→ Task instructions
Collect the lines of the entries where "below" shows up.

→ Material to process
-- -- --
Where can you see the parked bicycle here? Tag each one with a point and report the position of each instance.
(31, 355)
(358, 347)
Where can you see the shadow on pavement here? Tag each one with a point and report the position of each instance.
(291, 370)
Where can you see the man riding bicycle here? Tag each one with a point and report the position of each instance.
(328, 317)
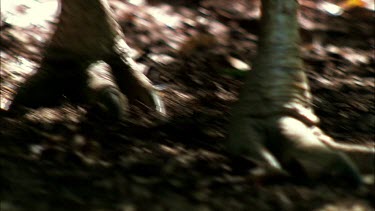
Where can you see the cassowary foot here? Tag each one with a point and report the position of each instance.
(290, 144)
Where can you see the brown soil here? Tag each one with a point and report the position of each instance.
(62, 159)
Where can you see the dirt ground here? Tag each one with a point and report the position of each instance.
(196, 53)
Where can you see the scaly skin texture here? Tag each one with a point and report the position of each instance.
(86, 32)
(273, 123)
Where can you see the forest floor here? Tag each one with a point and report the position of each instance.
(196, 52)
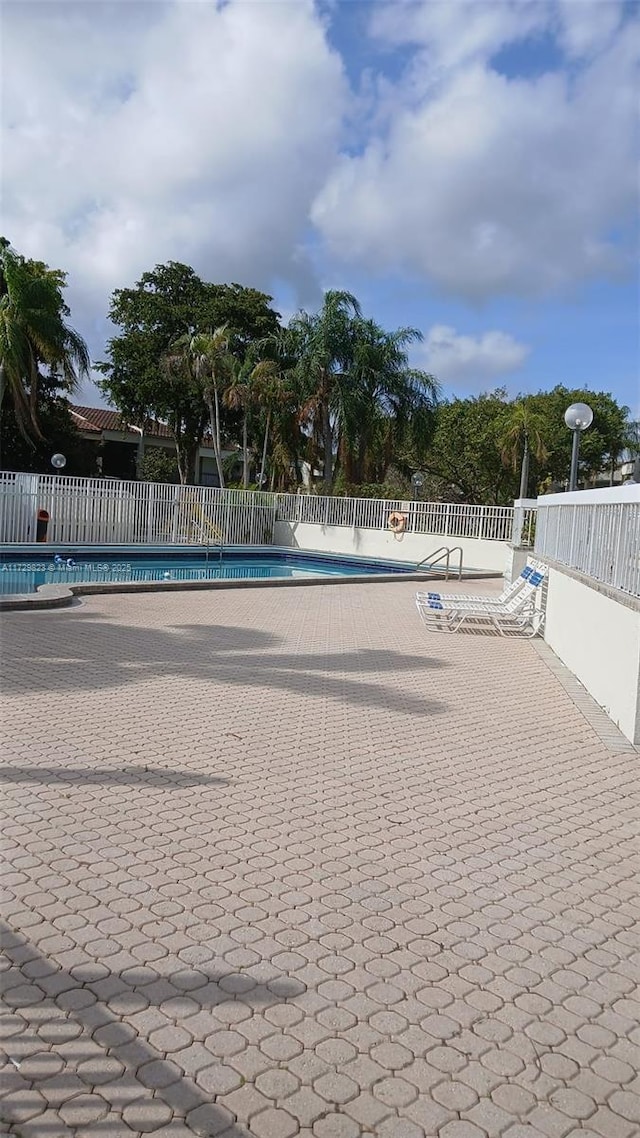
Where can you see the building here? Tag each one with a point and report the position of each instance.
(121, 445)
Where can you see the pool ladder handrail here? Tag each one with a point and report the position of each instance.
(207, 544)
(443, 553)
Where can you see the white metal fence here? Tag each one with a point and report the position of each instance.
(98, 511)
(492, 522)
(600, 538)
(101, 510)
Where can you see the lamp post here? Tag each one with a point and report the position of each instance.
(577, 418)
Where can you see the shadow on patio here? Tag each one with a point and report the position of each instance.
(85, 652)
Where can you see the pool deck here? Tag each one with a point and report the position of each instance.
(281, 863)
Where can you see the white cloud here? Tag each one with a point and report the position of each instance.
(470, 360)
(141, 132)
(485, 183)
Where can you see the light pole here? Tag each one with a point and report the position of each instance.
(577, 418)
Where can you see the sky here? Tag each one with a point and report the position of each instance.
(466, 167)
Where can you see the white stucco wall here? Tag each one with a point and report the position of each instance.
(598, 638)
(477, 553)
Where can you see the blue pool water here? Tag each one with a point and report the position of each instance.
(25, 571)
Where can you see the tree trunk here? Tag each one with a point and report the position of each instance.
(181, 460)
(245, 453)
(140, 455)
(2, 389)
(263, 463)
(524, 470)
(214, 423)
(327, 439)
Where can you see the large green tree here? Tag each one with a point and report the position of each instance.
(322, 345)
(35, 338)
(480, 443)
(600, 446)
(382, 404)
(464, 462)
(166, 304)
(58, 433)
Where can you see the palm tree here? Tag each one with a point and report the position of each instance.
(33, 332)
(522, 433)
(380, 400)
(323, 346)
(239, 396)
(270, 387)
(205, 357)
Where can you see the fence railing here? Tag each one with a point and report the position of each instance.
(95, 510)
(442, 519)
(101, 510)
(601, 538)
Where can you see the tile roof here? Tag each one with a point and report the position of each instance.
(99, 419)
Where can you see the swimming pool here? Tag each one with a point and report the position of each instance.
(25, 569)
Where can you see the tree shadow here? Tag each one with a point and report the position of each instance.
(91, 653)
(107, 776)
(96, 1003)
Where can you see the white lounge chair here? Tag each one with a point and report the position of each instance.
(523, 582)
(519, 616)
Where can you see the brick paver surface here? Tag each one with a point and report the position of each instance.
(281, 863)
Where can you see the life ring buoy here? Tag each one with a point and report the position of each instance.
(396, 522)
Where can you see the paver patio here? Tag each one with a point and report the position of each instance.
(279, 863)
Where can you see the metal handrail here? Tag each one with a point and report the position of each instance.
(207, 544)
(443, 553)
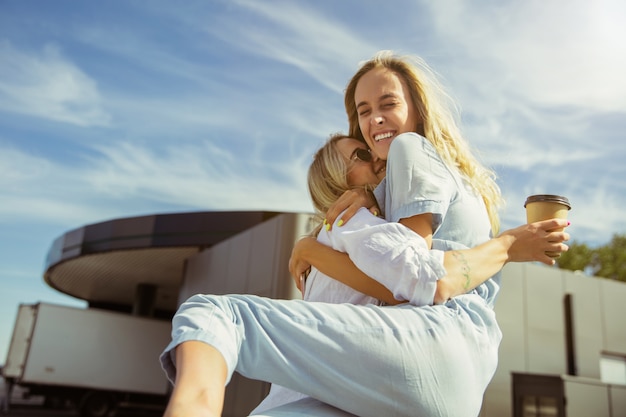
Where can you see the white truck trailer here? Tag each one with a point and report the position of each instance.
(96, 360)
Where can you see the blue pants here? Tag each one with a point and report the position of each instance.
(366, 360)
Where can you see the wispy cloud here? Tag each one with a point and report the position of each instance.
(45, 84)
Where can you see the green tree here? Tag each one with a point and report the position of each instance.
(607, 261)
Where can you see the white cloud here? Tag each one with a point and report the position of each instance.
(550, 53)
(48, 86)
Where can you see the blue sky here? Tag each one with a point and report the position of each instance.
(123, 108)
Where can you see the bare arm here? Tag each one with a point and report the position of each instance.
(465, 270)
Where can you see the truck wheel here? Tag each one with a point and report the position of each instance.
(96, 404)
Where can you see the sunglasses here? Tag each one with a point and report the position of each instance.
(361, 155)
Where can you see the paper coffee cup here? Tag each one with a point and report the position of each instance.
(544, 207)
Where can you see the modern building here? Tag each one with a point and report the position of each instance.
(564, 346)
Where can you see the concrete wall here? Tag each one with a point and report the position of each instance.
(530, 310)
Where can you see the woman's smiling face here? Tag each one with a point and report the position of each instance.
(384, 108)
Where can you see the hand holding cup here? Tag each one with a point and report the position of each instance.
(544, 207)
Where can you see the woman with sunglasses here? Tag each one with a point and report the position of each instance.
(341, 354)
(343, 164)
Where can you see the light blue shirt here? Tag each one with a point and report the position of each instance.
(419, 181)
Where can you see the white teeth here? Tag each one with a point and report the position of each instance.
(383, 136)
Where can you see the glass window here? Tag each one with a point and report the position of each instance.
(533, 406)
(613, 369)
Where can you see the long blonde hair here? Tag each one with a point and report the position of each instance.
(439, 126)
(327, 178)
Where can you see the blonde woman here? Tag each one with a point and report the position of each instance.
(368, 360)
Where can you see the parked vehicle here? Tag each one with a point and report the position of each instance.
(91, 359)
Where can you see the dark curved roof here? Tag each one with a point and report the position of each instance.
(103, 263)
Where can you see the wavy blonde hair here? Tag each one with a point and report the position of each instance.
(327, 178)
(438, 114)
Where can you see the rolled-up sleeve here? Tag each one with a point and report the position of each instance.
(392, 254)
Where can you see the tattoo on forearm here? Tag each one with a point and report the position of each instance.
(465, 269)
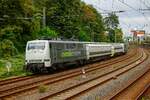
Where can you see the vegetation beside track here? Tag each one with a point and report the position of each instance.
(16, 69)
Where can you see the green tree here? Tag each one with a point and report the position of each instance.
(111, 24)
(47, 32)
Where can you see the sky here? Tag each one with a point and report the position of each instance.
(136, 15)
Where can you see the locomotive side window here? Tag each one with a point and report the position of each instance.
(37, 45)
(70, 46)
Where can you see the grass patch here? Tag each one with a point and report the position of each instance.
(17, 63)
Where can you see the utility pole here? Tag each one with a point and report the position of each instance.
(44, 17)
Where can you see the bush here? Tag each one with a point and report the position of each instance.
(7, 48)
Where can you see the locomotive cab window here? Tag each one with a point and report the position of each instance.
(37, 45)
(70, 46)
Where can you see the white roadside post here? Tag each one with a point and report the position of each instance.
(83, 73)
(8, 66)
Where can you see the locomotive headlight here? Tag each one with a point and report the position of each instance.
(46, 60)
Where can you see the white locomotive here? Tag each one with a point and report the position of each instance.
(44, 54)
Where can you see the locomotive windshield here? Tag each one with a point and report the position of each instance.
(37, 45)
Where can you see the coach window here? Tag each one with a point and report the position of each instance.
(70, 46)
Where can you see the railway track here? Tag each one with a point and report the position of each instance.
(23, 78)
(82, 88)
(23, 88)
(140, 86)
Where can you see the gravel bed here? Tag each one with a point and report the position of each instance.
(110, 88)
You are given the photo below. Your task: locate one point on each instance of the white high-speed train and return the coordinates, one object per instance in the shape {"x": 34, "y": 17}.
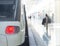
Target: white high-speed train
{"x": 12, "y": 23}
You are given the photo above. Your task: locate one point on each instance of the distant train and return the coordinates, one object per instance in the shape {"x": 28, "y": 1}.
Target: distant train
{"x": 12, "y": 23}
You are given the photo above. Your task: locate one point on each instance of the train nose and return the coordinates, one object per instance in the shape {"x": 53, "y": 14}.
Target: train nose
{"x": 3, "y": 40}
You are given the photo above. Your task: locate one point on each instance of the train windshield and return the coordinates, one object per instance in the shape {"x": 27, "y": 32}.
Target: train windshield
{"x": 7, "y": 10}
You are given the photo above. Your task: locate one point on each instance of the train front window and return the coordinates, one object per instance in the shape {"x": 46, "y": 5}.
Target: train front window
{"x": 7, "y": 10}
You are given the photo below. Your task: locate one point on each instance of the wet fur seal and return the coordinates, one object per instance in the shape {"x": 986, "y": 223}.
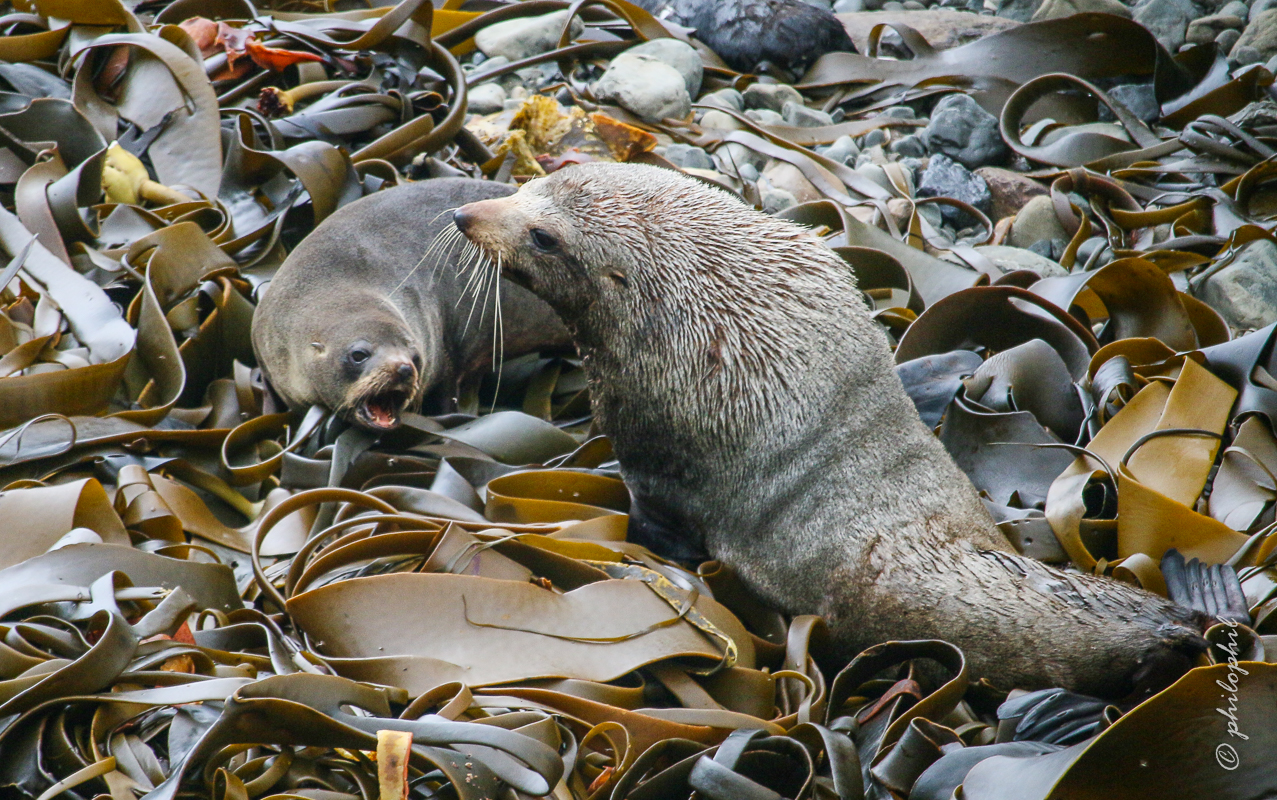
-- -- --
→ Solution for this problem
You are given the photo below. Your task: locate one point on each instance of the white high-speed train and return the coordinates, one object per instance in the shape {"x": 34, "y": 17}.
You are given the photo below. Your task: locate one point on each instance of the wet fur seal and return the coordinates, one object per instance in the shape {"x": 986, "y": 223}.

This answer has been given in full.